**What is required:**
Quote the items word for word, starting at their first line and stopping after the line that contains "point(516, 291)". Leave the pictures out.

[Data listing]
-- START --

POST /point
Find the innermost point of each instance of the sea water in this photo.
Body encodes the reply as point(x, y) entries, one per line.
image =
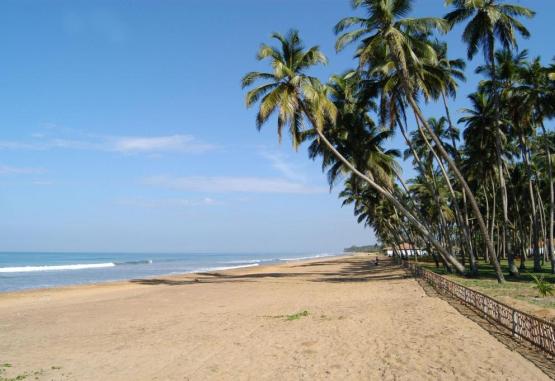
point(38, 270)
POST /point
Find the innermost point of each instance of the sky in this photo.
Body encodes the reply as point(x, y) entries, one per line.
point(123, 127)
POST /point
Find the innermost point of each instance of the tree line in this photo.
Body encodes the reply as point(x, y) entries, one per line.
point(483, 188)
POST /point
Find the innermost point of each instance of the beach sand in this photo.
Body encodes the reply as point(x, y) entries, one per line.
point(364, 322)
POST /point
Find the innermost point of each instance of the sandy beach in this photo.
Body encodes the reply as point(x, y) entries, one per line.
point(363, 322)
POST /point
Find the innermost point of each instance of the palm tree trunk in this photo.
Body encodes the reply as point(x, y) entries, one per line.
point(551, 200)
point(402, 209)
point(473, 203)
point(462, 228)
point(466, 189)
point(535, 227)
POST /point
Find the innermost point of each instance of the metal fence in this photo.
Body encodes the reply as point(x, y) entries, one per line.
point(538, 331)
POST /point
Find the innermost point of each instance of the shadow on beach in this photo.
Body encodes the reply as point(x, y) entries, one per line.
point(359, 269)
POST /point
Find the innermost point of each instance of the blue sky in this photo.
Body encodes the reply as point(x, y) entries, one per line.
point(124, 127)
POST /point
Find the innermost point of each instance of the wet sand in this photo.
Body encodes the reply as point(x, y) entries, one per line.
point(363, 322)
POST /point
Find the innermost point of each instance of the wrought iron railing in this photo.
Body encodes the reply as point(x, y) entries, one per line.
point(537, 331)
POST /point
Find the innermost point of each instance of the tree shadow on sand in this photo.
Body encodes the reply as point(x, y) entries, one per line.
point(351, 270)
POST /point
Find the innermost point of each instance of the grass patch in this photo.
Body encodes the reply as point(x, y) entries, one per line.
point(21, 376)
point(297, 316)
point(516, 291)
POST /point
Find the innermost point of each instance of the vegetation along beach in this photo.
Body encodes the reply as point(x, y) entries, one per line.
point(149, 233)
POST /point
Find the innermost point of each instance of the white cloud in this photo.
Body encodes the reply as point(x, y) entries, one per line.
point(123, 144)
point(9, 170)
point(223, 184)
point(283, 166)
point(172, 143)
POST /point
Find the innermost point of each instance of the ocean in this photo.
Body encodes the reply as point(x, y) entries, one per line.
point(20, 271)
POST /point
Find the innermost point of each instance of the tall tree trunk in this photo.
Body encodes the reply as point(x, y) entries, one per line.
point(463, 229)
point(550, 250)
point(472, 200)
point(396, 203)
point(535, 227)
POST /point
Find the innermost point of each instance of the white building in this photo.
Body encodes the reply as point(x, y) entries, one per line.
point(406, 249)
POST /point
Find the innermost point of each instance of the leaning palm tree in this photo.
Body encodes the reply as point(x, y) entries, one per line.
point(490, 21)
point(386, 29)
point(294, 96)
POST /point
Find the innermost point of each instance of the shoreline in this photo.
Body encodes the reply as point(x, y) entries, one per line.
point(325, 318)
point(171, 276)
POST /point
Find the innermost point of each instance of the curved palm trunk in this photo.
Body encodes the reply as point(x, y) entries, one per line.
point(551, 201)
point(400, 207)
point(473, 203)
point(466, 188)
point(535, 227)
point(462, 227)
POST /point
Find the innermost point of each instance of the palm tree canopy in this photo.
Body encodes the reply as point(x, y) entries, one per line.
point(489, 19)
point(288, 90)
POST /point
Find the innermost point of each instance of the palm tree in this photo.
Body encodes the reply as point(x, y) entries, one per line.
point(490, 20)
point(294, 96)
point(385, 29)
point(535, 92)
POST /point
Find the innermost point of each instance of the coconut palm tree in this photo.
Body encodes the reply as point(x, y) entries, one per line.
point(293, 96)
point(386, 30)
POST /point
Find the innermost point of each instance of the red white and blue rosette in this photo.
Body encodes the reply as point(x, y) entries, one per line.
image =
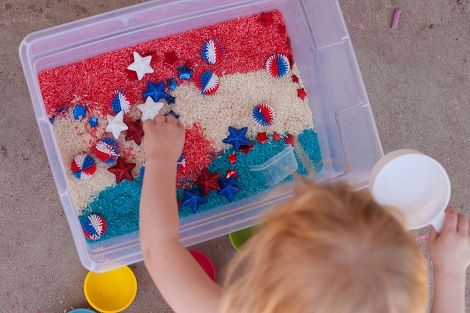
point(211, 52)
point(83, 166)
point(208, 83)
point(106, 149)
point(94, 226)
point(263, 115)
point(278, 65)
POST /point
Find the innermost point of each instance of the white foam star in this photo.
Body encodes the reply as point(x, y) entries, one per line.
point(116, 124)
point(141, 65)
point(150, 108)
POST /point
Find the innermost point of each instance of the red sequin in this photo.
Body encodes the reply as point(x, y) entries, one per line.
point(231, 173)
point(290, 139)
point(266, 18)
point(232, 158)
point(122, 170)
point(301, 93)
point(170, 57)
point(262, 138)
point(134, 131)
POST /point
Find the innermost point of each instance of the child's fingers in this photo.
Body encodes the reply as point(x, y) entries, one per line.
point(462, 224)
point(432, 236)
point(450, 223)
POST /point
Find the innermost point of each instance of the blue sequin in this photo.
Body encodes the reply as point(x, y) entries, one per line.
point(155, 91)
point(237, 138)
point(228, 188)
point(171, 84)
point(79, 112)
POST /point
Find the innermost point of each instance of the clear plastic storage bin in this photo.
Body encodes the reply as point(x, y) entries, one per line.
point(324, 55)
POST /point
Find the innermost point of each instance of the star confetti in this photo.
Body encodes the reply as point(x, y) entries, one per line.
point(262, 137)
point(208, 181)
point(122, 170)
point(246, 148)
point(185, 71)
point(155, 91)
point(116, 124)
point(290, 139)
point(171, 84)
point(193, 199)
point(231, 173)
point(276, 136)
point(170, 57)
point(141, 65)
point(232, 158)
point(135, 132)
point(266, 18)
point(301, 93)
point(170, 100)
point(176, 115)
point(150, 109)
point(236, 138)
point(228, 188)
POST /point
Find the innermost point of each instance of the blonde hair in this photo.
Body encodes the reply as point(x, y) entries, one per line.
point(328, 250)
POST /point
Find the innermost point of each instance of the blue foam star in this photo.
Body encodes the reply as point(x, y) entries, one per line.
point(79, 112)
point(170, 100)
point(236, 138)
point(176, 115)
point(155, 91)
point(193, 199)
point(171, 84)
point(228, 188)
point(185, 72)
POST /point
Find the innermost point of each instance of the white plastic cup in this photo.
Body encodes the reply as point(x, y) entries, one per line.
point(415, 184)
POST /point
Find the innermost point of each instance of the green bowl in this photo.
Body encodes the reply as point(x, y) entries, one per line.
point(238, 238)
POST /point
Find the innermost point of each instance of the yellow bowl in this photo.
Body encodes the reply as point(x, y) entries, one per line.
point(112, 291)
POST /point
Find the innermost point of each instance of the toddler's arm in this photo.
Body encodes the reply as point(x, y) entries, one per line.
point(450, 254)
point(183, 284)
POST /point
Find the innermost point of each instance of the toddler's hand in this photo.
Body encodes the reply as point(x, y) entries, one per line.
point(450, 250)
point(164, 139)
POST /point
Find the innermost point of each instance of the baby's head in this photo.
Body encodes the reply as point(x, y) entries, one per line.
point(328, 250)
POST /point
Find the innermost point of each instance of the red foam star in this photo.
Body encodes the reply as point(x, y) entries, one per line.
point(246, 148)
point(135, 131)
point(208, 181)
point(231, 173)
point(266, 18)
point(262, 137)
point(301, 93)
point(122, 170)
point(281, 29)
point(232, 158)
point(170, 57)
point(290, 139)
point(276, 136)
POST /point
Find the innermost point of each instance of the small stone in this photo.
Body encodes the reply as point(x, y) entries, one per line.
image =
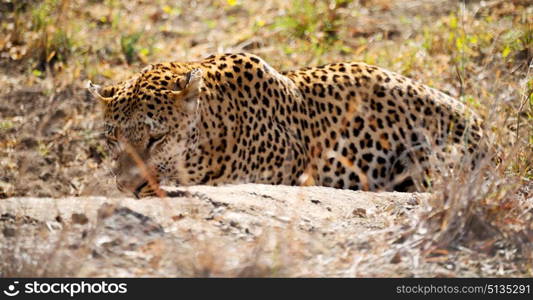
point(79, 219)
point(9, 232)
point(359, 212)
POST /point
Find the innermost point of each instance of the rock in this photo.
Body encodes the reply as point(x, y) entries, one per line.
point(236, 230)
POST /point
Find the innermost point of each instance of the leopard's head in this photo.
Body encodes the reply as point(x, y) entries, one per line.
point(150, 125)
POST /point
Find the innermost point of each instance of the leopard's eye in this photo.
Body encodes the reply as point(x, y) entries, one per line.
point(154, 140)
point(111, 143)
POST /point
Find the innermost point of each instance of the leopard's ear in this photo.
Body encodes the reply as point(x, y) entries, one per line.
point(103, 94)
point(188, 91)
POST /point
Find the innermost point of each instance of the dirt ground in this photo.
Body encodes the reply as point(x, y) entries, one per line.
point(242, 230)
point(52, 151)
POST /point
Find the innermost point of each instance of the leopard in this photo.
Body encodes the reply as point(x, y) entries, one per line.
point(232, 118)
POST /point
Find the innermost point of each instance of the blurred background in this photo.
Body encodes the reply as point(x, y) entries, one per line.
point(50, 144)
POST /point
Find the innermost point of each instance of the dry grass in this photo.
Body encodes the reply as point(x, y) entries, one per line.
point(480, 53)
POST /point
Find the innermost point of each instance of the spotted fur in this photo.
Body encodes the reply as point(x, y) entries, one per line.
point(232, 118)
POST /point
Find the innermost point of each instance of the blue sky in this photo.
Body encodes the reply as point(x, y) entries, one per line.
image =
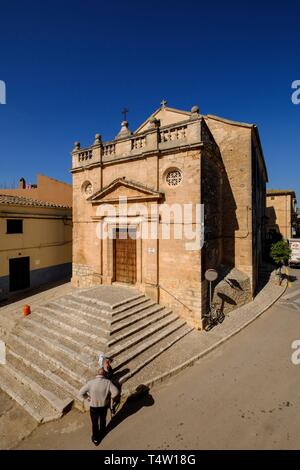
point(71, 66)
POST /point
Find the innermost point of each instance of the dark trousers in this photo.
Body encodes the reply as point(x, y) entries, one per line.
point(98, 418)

-- END --

**Answer to this task:**
POST /point
Find the innermost point of each instance of the sea water in this photo.
Body encodes the reply as point(x, y) entries, one per line.
image =
point(38, 270)
POST /point
Find the innermost point of each instance of the sky in this photo.
Body encodes the reply as point(x, y) entries, one per line.
point(123, 127)
POST /point
Find the innermost point of each instance of the tree line in this photo.
Body encodes the reply as point(x, y) entries, one per line.
point(483, 188)
POST /point
Find the innermost point of each instance of the beach sand in this photo.
Body encodes the reply as point(x, y) entries, one per line.
point(364, 322)
POST /point
Find the innermost point of each instance of the sandy beach in this photo.
Body encodes the reply as point(x, y) entries, one per line.
point(363, 322)
POST /point
Find the innermost point of each instance of the palm tree trunk in this photo.
Body encodes the reply as point(x, y) entries, one per line.
point(551, 200)
point(402, 209)
point(473, 203)
point(462, 228)
point(466, 189)
point(535, 227)
POST /point
Find the innermost point of each instance of the metal fence in this photo.
Body encodes the reply as point(x, y) entries, one per line.
point(538, 331)
POST /point
Find the innermost point of each instance of the shadow on beach in this photo.
Body encodes the reply as point(x, y) entries, one per line.
point(359, 269)
POST /point
Find the innermost point of each instance of the blue sky in this photo.
Body encodes the reply as point(x, y) entries, one per line.
point(124, 127)
POST /point
Find the innermost point of each instance of the wet sand in this photo.
Body encodes the reply as point(x, y) entries, one per line.
point(363, 322)
POST /point
Find the innermost point of each instance of the wrought iron railing in this photo.
Body encodes the reply as point(x, y) entries, one per line.
point(537, 331)
POST /point
Find the innermost point of each instance of the tree shadow on sand in this photo.
Body encodes the reply as point(x, y) entries, one per line.
point(351, 270)
POST /point
Find the innermost point of each instance of the grass patch in this photo.
Body encodes the reply as point(x, y) entries, one per line.
point(21, 376)
point(297, 316)
point(516, 291)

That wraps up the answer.